DATA RECORDS: Begin
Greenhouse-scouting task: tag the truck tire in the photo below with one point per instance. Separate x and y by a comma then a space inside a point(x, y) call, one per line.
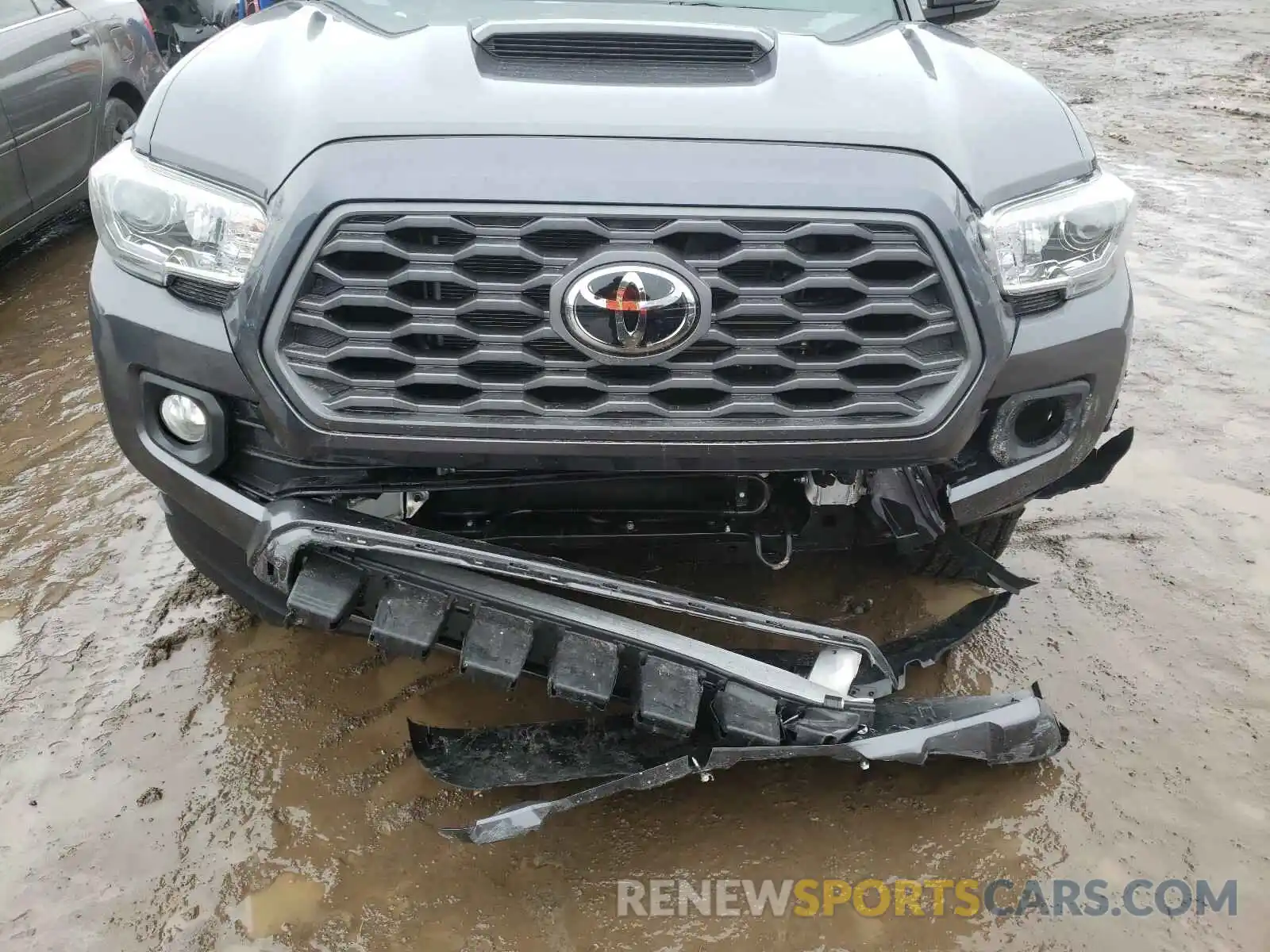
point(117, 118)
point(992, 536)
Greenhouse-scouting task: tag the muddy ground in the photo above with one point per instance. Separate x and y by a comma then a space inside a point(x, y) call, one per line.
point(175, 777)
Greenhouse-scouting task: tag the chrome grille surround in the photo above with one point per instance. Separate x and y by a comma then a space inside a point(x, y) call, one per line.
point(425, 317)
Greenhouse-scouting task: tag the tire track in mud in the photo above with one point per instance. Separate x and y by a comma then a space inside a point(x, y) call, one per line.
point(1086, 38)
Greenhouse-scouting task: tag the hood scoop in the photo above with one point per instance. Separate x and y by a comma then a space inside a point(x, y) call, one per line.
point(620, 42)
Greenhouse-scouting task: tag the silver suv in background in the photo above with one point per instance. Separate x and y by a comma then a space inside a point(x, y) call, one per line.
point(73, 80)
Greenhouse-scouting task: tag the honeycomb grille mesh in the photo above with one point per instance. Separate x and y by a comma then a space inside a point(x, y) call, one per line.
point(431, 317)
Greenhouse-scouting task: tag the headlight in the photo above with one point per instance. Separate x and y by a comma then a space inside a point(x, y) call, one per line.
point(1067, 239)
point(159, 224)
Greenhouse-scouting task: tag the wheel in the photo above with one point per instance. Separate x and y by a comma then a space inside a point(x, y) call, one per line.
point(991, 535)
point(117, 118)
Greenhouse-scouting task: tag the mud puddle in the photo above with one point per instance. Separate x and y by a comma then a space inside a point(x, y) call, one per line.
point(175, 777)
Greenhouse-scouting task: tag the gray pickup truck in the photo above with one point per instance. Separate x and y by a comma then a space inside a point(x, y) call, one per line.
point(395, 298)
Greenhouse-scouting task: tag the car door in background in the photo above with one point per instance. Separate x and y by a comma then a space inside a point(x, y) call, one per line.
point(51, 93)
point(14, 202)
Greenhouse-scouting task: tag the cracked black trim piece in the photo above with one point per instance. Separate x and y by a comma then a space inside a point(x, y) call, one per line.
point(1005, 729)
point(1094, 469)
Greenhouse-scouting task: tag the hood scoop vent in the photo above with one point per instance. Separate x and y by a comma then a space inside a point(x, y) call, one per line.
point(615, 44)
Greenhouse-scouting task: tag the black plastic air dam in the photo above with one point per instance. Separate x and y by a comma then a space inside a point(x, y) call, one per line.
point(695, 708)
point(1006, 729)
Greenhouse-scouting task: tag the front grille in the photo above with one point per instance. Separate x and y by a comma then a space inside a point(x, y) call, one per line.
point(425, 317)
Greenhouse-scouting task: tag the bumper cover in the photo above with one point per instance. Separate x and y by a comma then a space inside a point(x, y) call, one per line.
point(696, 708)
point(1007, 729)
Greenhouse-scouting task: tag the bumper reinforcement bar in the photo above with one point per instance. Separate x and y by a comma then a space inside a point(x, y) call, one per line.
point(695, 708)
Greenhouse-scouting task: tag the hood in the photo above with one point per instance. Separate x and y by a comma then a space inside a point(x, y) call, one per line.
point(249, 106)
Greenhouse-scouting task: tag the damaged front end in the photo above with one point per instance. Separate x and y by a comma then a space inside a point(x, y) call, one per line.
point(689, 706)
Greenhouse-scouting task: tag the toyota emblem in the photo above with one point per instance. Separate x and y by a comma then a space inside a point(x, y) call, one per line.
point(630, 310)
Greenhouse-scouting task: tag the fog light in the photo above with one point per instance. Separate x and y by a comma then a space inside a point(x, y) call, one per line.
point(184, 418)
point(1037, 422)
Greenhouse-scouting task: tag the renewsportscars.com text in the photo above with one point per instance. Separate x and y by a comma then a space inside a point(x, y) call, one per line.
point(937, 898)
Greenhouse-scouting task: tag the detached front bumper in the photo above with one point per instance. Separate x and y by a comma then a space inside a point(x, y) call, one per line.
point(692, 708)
DATA RECORDS: End
▸ **ACTION ITEM**:
Whatever lies between the line containing "Greenhouse-scouting task: tag the renewsportscars.com" and the final line above, both included, must be returned exactly.

▸ **SOLVED PROBLEM**:
Greenhouse-scouting task: tag the renewsportscars.com text in the photo above with one point per instance. Separate x and y by a comma then a space inside a point(x, y) call, one per line.
point(937, 898)
Greenhouse-scouting task: tag the detached front bumper in the photo above with one point per instance. Separate x and y by a comma then a space inside a point(x, y) call, one per line.
point(692, 708)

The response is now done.